Without omitting anything, return the records precisely as given.

---

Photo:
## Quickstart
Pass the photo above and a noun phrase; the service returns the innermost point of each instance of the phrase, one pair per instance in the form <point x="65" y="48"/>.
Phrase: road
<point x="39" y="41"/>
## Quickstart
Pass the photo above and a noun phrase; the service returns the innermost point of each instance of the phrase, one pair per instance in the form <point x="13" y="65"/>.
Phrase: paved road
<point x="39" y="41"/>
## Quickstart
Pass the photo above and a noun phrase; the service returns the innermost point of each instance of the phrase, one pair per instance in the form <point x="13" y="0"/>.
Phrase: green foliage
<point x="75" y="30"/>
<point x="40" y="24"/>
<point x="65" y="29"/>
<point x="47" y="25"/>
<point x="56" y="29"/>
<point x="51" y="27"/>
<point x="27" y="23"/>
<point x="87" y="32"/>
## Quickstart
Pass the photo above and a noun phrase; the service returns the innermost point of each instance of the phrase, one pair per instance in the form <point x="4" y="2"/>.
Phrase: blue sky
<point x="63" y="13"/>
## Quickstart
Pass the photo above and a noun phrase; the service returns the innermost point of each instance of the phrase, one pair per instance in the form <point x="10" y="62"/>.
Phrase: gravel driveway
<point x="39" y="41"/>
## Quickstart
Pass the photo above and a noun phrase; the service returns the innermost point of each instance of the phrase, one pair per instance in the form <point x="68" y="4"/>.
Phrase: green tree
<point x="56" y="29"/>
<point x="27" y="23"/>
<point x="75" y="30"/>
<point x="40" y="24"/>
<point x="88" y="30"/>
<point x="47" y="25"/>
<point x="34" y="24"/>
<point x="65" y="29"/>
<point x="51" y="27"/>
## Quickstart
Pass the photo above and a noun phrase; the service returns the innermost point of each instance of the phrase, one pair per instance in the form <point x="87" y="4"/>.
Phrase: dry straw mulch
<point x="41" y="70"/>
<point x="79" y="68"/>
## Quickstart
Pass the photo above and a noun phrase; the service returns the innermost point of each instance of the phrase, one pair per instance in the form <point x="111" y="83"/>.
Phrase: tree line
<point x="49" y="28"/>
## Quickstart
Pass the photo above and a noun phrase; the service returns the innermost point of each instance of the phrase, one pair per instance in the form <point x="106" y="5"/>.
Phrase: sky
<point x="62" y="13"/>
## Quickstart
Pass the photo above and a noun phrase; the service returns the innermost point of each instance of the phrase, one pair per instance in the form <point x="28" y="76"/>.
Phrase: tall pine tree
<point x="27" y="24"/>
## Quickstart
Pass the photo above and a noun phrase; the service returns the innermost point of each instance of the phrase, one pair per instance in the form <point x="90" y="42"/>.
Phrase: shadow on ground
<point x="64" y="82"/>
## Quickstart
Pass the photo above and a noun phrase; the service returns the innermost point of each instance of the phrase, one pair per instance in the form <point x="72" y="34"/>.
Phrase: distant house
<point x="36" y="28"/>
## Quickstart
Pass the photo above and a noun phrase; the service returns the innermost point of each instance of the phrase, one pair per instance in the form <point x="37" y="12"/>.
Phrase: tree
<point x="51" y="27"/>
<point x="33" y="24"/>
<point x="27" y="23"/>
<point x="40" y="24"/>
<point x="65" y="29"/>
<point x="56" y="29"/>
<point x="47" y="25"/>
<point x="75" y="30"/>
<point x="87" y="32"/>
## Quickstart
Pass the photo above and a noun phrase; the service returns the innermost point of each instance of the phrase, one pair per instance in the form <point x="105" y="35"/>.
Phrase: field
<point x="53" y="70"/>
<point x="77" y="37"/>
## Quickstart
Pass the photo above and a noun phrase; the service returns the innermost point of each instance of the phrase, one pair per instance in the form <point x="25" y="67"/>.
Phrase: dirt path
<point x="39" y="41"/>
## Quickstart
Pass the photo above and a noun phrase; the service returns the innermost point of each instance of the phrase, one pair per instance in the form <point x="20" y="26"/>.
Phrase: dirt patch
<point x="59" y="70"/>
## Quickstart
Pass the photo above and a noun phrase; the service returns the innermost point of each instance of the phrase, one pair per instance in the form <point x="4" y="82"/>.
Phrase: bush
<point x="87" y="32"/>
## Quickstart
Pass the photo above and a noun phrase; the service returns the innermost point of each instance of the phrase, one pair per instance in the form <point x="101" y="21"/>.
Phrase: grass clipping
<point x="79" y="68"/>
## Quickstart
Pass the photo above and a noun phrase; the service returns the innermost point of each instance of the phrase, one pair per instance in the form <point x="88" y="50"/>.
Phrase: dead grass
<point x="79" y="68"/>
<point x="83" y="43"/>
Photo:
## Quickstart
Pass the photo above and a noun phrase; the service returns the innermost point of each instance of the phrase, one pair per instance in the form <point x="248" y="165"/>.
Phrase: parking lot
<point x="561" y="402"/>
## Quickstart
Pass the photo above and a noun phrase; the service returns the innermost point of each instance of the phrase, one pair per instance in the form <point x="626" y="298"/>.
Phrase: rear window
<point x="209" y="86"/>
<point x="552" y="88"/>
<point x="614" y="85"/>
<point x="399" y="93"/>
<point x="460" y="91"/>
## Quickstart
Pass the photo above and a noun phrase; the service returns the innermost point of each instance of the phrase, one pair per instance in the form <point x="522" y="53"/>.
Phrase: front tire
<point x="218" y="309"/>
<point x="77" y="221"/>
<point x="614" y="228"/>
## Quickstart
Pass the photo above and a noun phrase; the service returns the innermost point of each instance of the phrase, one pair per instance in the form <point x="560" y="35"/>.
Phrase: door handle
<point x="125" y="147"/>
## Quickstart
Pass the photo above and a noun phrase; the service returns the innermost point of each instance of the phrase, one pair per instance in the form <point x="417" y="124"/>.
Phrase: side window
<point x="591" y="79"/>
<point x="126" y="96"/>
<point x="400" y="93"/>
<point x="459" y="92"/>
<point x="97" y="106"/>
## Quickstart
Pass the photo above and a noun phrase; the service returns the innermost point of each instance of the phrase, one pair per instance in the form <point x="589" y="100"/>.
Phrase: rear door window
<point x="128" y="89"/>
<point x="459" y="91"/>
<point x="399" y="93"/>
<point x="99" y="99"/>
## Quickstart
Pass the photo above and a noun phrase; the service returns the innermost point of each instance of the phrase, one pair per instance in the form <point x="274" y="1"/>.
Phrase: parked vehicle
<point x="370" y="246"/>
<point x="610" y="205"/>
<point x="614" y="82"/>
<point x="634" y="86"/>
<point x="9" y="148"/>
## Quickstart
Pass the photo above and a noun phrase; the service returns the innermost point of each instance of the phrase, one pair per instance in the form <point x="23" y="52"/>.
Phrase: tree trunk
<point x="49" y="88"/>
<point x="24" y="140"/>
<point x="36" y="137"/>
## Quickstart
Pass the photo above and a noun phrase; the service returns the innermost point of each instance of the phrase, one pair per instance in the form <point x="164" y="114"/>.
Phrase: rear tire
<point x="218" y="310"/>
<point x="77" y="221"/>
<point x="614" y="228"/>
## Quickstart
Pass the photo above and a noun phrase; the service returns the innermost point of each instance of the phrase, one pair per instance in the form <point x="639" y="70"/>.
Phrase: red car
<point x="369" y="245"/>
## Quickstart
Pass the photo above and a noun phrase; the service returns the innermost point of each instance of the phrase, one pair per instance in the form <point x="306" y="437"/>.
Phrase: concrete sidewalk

---

→ **WRITTEN ANSWER**:
Photo:
## Quickstart
Pass the photo above and a noun phrase; the service returns the innermost point of each instance of the phrase, one pair per instance in the form <point x="65" y="48"/>.
Phrase: road
<point x="39" y="41"/>
## Quickstart
Pass the photo above and a noun phrase; the service returns the innermost point of each instance of the phrase, one pair per instance in the form <point x="13" y="65"/>.
Phrase: paved road
<point x="39" y="41"/>
## Quickstart
Pass the photo above and a noun phrase; the service returns the innermost point of each instance of the phrase, one pair per instance in the form <point x="13" y="0"/>.
Phrase: green foliage
<point x="75" y="30"/>
<point x="40" y="24"/>
<point x="65" y="29"/>
<point x="47" y="25"/>
<point x="56" y="29"/>
<point x="51" y="27"/>
<point x="27" y="23"/>
<point x="87" y="32"/>
## Quickstart
Pass the photo above and a noun phrase; the service returns the innermost point of each instance of the phrase, one pair per instance in the form <point x="4" y="2"/>.
Phrase: blue sky
<point x="63" y="13"/>
## Quickstart
Pass the photo above and a noun phrase; the service returns the innermost point of each instance of the phrase, one pair per instance in the form <point x="10" y="62"/>.
Phrase: gravel driveway
<point x="39" y="41"/>
## Quickstart
Pass the photo above and a noun phrase; the service returns the innermost point of each instance of the phrase, one pair per instance in the form <point x="68" y="4"/>.
Phrase: green tree
<point x="56" y="29"/>
<point x="27" y="23"/>
<point x="75" y="30"/>
<point x="40" y="24"/>
<point x="88" y="30"/>
<point x="47" y="25"/>
<point x="34" y="24"/>
<point x="65" y="29"/>
<point x="51" y="27"/>
## Quickstart
Pass the photo above and a noun phrase; the service returns the innermost point of each instance of the phrase, one pair per instance in the form <point x="87" y="4"/>.
Phrase: dry straw mulch
<point x="41" y="70"/>
<point x="79" y="68"/>
## Quickstart
Pass the photo above and a noun phrase; the service returns the innermost point of each instance of the phrase, one pair per instance in the form <point x="111" y="83"/>.
Phrase: tree line
<point x="49" y="28"/>
## Quickstart
Pass the photo above and a noun phrase; the service returns the innermost point of each instance of the phrase, one pair per instance in the form <point x="106" y="5"/>.
Phrase: sky
<point x="62" y="13"/>
## Quickstart
Pass the photo above and a noun phrase; the service returns the innermost point of each instance of the phrase, one pair per instance in the form <point x="28" y="76"/>.
Phrase: tall pine tree
<point x="27" y="24"/>
## Quickstart
Pass the photo above and a noun phrase; the service returns the innermost point of each instance of the phrase, one pair per instance in the form <point x="90" y="42"/>.
Phrase: shadow on ground
<point x="64" y="82"/>
## Quickstart
Pass the photo above and a noun phrase; the service returns the innermost point of each instance of the phrase, one pair per instance in the form <point x="72" y="34"/>.
Phrase: distant house
<point x="36" y="28"/>
## Quickstart
Pass the photo above and a noun phrase; the service returns the innermost point of each instance of the phrase, one pair per instance in the form <point x="37" y="12"/>.
Phrase: tree
<point x="51" y="27"/>
<point x="33" y="24"/>
<point x="27" y="23"/>
<point x="40" y="24"/>
<point x="65" y="29"/>
<point x="56" y="29"/>
<point x="47" y="25"/>
<point x="75" y="30"/>
<point x="87" y="32"/>
## Quickstart
Pass the photo above and a noun phrase; the service returns the innermost point of each instance of the phrase, one pair per instance in the form <point x="105" y="35"/>.
Phrase: field
<point x="53" y="70"/>
<point x="77" y="37"/>
## Quickstart
Pass the photo above and a noun phrase; the service returns the innermost point of each instance of the phrase, one pair per instance in the form <point x="25" y="67"/>.
Phrase: dirt path
<point x="39" y="41"/>
## Quickstart
Pass the photo above and a noun phrase; the service returns the innermost point of each instance of the phrase, one pair per instance in the form <point x="20" y="26"/>.
Phrase: dirt patch
<point x="59" y="70"/>
## Quickstart
Pass the photo above and a noun phrase; the service returns the innermost point of each instance of the phrase, one pair per instance in the form <point x="4" y="82"/>.
Phrase: bush
<point x="87" y="32"/>
## Quickstart
Pass the photo above and a noun phrase; the service returns the innermost point of each instance of the phrase, one pair per instance in the form <point x="101" y="21"/>.
Phrase: grass clipping
<point x="79" y="68"/>
## Quickstart
Pass the photo above and a noun phrase; the service returns the innermost point of each instance of the phrase, one pair per instance in the form <point x="88" y="50"/>.
Phrase: dead grass
<point x="79" y="68"/>
<point x="83" y="43"/>
Photo:
## Quickstart
Pass the photo above and a noun phrase; the service returns the innermost point of each instance of the phrase, one pair per instance in the form <point x="248" y="165"/>.
Phrase: parking lot
<point x="561" y="402"/>
## Quickstart
Pass the photo above and a noun phrase; the service returns the innermost point of each instance of the phrase, one pair per instance in the form <point x="626" y="298"/>.
Phrase: rear window
<point x="209" y="86"/>
<point x="552" y="88"/>
<point x="614" y="85"/>
<point x="399" y="93"/>
<point x="460" y="91"/>
## Quickstart
Pass the photo above and a noun phrase; the service returns the innermost point of each instance of the phrase, one pair per instance in the form <point x="522" y="53"/>.
Phrase: front tire
<point x="218" y="309"/>
<point x="77" y="221"/>
<point x="614" y="228"/>
## Quickstart
Pass the photo above and a noun phrase; the service returns the innermost point of each instance of the phrase, one pair per instance in the form <point x="560" y="35"/>.
Phrase: door handle
<point x="125" y="147"/>
## Quickstart
Pass the photo above and a noun phrase; the service returns the innermost point of each instance of the phrase, one pair per instance in the form <point x="417" y="124"/>.
Phrase: side window
<point x="591" y="79"/>
<point x="126" y="96"/>
<point x="400" y="93"/>
<point x="459" y="92"/>
<point x="97" y="106"/>
## Quickstart
Pass the photo above and a noun phrase; the service returns the innermost point of each instance of the phrase, one pair per instance in the form <point x="589" y="100"/>.
Phrase: rear door window
<point x="128" y="89"/>
<point x="459" y="91"/>
<point x="399" y="93"/>
<point x="99" y="99"/>
## Quickstart
Pass the photo above and a noun phrase; the service returns the innermost point of each instance of the phrase, one pair per instance in the form <point x="274" y="1"/>.
Phrase: parked vehicle
<point x="370" y="246"/>
<point x="610" y="205"/>
<point x="614" y="82"/>
<point x="634" y="86"/>
<point x="9" y="148"/>
## Quickstart
Pass the photo above and a noun phrase; the service returns the innermost point of each instance of the phrase, one pair per instance in the form <point x="23" y="52"/>.
Phrase: tree trunk
<point x="49" y="88"/>
<point x="24" y="140"/>
<point x="36" y="137"/>
## Quickstart
Pass the photo above and a noun phrase; the service returns the innermost point of each instance of the phrase, one pair per instance in the form <point x="164" y="114"/>.
Phrase: rear tire
<point x="218" y="310"/>
<point x="77" y="221"/>
<point x="614" y="228"/>
## Quickstart
Pass the photo above and a noun phrase; the service returns the innermost point of each instance of the phrase, one pair per instance in the form <point x="639" y="70"/>.
Phrase: red car
<point x="369" y="245"/>
## Quickstart
Pass the photo above and a noun phrase; the service returns the innermost point of each instance of the phrase, one pair per instance in the form <point x="306" y="437"/>.
Phrase: concrete sidewalk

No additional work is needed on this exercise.